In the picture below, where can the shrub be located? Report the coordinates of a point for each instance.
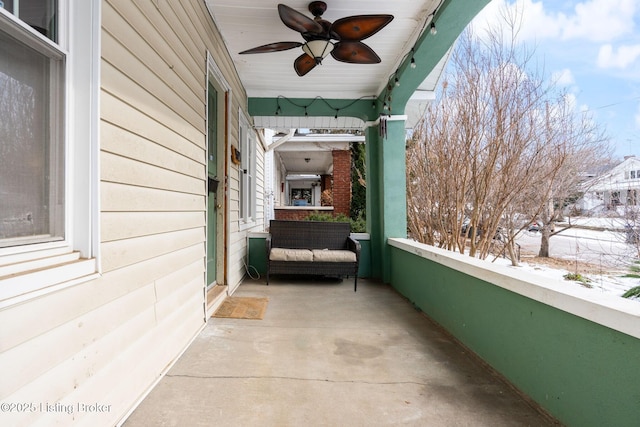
(577, 277)
(357, 226)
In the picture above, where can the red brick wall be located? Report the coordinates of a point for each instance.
(341, 181)
(291, 214)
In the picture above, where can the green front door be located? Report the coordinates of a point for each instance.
(212, 191)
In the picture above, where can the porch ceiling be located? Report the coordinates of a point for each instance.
(245, 24)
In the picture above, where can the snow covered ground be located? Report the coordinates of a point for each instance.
(603, 257)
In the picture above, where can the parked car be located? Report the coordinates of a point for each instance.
(632, 233)
(535, 226)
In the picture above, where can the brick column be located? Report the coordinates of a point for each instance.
(341, 181)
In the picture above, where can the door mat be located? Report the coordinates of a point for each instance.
(242, 308)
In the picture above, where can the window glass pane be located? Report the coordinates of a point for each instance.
(39, 14)
(31, 149)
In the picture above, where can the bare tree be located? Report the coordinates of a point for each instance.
(495, 150)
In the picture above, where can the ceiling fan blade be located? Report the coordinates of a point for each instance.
(303, 64)
(297, 21)
(354, 53)
(272, 47)
(359, 27)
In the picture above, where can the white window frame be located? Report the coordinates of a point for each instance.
(29, 271)
(247, 172)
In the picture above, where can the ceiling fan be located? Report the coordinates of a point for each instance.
(319, 33)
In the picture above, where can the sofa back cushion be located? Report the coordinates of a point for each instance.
(309, 234)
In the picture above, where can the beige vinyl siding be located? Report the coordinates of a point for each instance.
(107, 340)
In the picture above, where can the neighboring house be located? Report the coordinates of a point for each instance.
(132, 170)
(619, 187)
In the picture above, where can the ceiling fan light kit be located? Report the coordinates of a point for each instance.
(318, 34)
(318, 49)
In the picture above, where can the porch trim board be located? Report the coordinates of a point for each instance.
(576, 356)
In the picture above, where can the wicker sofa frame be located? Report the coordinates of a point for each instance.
(312, 235)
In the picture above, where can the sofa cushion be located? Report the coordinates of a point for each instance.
(284, 254)
(332, 255)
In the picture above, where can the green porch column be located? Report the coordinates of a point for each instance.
(386, 192)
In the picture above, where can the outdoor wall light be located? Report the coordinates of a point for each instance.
(318, 49)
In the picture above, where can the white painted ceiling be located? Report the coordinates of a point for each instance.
(245, 24)
(312, 154)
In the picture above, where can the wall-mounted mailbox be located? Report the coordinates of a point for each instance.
(212, 184)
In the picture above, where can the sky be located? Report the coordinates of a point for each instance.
(592, 49)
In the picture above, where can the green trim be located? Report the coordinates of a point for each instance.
(583, 373)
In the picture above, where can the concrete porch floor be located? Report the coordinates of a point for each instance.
(326, 356)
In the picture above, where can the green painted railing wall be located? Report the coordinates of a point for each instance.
(258, 256)
(581, 372)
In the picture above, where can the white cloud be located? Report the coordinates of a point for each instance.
(622, 58)
(599, 20)
(563, 77)
(592, 20)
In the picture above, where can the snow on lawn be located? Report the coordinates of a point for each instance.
(602, 256)
(611, 283)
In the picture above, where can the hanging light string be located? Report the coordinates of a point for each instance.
(305, 107)
(394, 79)
(392, 82)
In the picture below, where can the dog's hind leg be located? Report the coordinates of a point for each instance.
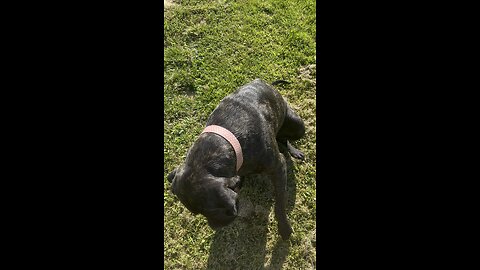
(292, 129)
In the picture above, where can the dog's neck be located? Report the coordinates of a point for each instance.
(227, 135)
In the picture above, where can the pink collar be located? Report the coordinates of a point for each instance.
(227, 135)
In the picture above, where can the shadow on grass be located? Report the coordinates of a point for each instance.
(242, 245)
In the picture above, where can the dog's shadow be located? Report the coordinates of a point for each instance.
(242, 244)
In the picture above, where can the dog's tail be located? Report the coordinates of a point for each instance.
(280, 82)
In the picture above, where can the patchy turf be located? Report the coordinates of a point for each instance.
(211, 48)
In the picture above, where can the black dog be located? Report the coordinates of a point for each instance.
(261, 120)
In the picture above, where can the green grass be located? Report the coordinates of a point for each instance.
(211, 48)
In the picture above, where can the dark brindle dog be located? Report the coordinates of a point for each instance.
(258, 116)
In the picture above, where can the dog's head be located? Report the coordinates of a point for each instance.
(203, 193)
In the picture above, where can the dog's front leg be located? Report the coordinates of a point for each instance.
(279, 180)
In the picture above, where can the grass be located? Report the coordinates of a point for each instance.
(211, 48)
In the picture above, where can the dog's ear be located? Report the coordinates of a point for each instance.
(172, 175)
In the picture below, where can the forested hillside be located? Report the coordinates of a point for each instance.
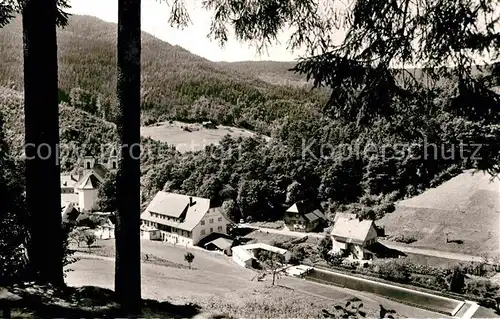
(314, 154)
(176, 84)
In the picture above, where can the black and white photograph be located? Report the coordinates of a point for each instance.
(250, 159)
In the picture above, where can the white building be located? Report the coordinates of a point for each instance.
(183, 219)
(351, 237)
(80, 187)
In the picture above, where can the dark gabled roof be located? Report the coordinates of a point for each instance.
(309, 209)
(351, 229)
(221, 243)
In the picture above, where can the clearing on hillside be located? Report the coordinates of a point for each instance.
(191, 137)
(461, 215)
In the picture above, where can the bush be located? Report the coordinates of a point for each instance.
(395, 270)
(405, 239)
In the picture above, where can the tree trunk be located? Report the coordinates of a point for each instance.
(43, 189)
(128, 254)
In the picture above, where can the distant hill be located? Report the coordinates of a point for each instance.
(173, 79)
(277, 73)
(467, 207)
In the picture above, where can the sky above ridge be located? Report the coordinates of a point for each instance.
(194, 38)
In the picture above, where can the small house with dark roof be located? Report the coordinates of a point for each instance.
(352, 237)
(305, 216)
(80, 186)
(183, 219)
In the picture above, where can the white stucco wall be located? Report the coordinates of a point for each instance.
(218, 226)
(87, 198)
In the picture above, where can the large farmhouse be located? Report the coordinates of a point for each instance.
(183, 219)
(351, 237)
(80, 187)
(304, 216)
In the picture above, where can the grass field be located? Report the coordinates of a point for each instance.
(218, 285)
(466, 209)
(199, 137)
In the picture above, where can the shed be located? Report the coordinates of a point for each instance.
(221, 244)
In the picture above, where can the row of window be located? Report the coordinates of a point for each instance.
(211, 221)
(203, 232)
(163, 217)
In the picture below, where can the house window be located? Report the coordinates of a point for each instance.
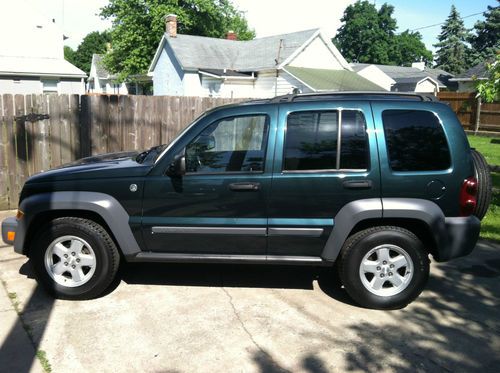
(50, 86)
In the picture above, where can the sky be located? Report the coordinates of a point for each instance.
(267, 17)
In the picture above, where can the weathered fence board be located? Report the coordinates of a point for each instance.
(79, 126)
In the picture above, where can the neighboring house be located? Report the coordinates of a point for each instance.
(305, 61)
(467, 80)
(417, 78)
(32, 55)
(101, 81)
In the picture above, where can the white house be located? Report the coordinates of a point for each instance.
(468, 80)
(32, 54)
(305, 61)
(101, 81)
(417, 78)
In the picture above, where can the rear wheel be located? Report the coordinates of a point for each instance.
(74, 258)
(484, 184)
(384, 267)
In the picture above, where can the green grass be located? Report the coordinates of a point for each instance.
(488, 146)
(490, 226)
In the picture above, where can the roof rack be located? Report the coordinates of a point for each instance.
(348, 95)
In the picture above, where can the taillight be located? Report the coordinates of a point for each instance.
(468, 196)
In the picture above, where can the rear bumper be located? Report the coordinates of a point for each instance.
(461, 238)
(9, 225)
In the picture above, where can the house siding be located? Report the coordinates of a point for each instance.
(168, 75)
(28, 85)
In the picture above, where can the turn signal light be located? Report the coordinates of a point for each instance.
(468, 196)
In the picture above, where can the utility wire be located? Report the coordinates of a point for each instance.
(442, 23)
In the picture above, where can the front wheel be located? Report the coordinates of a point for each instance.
(384, 267)
(74, 258)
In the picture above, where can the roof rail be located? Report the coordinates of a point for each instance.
(348, 94)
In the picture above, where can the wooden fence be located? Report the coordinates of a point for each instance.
(39, 132)
(474, 115)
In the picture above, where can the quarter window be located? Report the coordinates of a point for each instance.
(312, 141)
(415, 141)
(236, 144)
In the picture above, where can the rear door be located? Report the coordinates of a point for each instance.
(325, 157)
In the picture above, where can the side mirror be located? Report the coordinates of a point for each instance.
(178, 167)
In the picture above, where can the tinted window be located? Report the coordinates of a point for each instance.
(311, 141)
(354, 152)
(236, 144)
(415, 141)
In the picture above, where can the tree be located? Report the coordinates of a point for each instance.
(69, 54)
(489, 90)
(138, 26)
(408, 47)
(94, 43)
(369, 36)
(485, 42)
(452, 49)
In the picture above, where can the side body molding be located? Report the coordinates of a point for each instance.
(110, 210)
(348, 216)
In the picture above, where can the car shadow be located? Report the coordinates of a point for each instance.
(234, 275)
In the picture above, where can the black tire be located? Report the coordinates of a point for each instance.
(104, 251)
(360, 244)
(484, 184)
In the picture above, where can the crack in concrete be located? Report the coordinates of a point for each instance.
(247, 332)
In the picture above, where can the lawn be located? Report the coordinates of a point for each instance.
(490, 226)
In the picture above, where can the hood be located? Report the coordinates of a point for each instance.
(99, 158)
(112, 165)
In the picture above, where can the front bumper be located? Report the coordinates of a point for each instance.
(461, 237)
(9, 230)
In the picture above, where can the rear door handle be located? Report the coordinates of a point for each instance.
(357, 184)
(241, 187)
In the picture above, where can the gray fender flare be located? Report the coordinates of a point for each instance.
(107, 207)
(346, 219)
(408, 208)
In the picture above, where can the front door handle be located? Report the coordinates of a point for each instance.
(357, 184)
(241, 187)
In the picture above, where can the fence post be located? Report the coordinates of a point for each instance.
(478, 115)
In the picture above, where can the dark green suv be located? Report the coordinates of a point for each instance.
(374, 183)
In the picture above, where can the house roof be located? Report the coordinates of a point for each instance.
(401, 73)
(478, 71)
(38, 66)
(223, 73)
(198, 52)
(332, 80)
(410, 84)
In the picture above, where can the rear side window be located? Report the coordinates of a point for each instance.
(312, 137)
(415, 141)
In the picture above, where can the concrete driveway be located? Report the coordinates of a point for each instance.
(206, 318)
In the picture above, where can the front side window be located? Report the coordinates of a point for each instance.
(235, 144)
(415, 141)
(311, 141)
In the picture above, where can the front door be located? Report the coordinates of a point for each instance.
(326, 156)
(220, 205)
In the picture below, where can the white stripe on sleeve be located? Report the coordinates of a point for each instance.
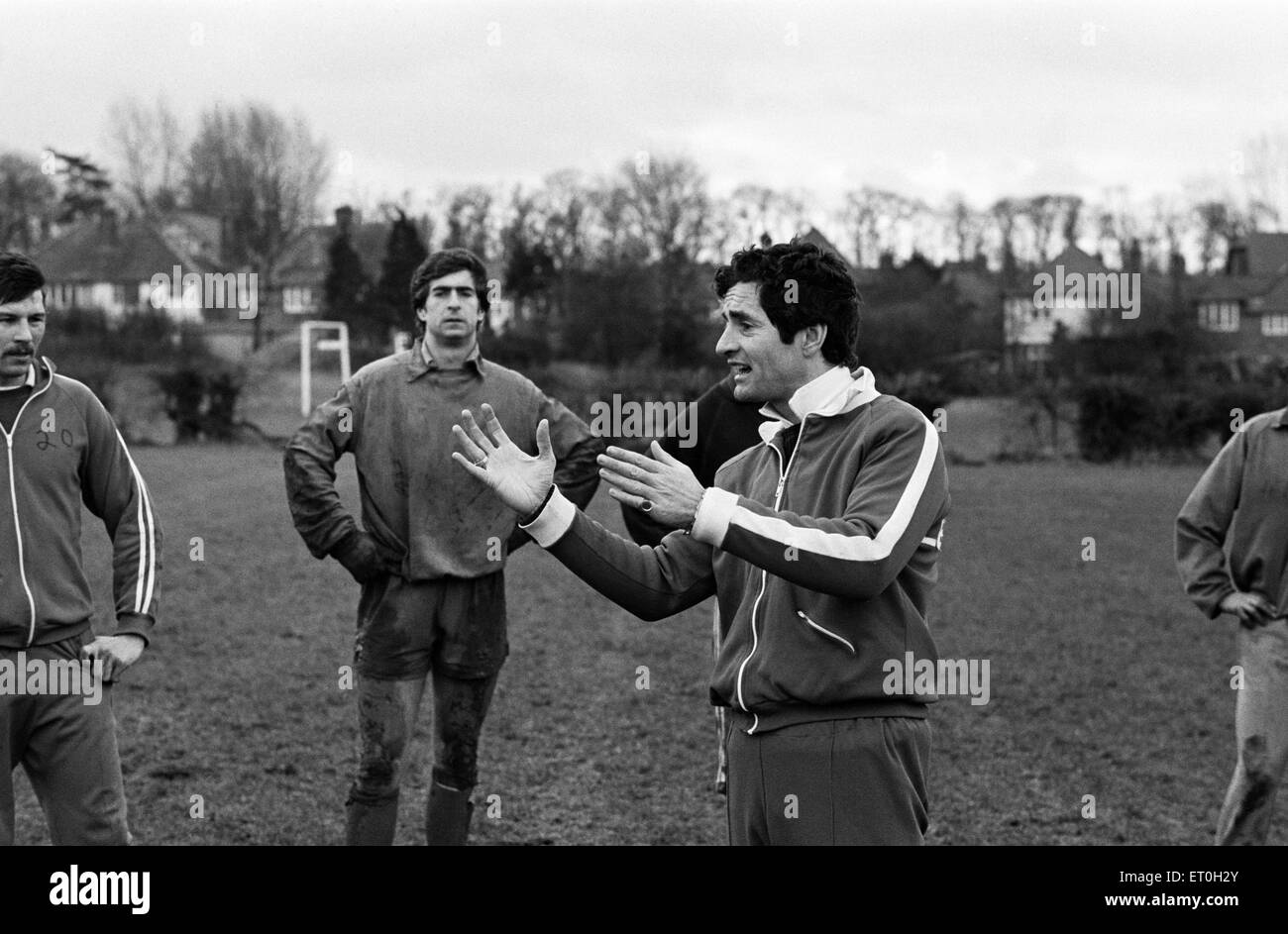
(858, 548)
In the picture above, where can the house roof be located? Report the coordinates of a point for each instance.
(973, 285)
(102, 250)
(1234, 287)
(305, 260)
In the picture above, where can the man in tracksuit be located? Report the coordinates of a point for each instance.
(62, 449)
(433, 547)
(1232, 552)
(721, 427)
(819, 544)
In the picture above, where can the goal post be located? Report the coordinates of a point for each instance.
(340, 342)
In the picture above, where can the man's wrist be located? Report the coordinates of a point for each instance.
(532, 517)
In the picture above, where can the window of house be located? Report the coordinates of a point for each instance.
(1274, 325)
(296, 300)
(1220, 316)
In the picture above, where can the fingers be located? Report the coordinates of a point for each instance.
(476, 434)
(630, 500)
(477, 471)
(468, 446)
(662, 455)
(625, 483)
(493, 427)
(625, 458)
(103, 661)
(544, 447)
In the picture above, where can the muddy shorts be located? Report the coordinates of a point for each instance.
(454, 625)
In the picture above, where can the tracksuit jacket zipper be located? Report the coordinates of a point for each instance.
(764, 574)
(13, 501)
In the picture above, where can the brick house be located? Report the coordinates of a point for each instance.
(110, 264)
(1243, 312)
(299, 277)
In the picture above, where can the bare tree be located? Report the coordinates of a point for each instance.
(29, 202)
(965, 227)
(1265, 179)
(669, 204)
(877, 221)
(263, 174)
(147, 145)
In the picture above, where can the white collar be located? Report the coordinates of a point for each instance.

→ **Problem to solve**: Reproduce, word for word, the data from the line that contains "In the picture above, where can the window of" through the end of the data.

→ **Output for this exercise**:
In the picture above, where can the window of house be located? Report the coordinates of a point for each instance.
(1274, 325)
(296, 300)
(1220, 316)
In the picture above, where can the fingers be located? Report the coordinates of a point for each instance.
(476, 434)
(630, 500)
(477, 471)
(468, 446)
(662, 455)
(625, 483)
(493, 427)
(625, 458)
(103, 661)
(544, 447)
In the picture above, where can the muddy shorts be located? Report the coordinates of a point for each instance.
(454, 625)
In the picture above, where can the tracksuit jacket zipper be located? Report the coordinates of a point for each instance.
(764, 574)
(13, 501)
In the picture above, where can the brick house be located? Report the coordinates of a point for each instance.
(110, 264)
(1243, 312)
(299, 277)
In the picture above, where can the bare tree be located? Report the coordinates of a point for each instance.
(29, 202)
(965, 227)
(1265, 179)
(669, 204)
(877, 221)
(263, 174)
(147, 145)
In the picture above, where can the white collar be located? Report the coordinates of a point for each instance.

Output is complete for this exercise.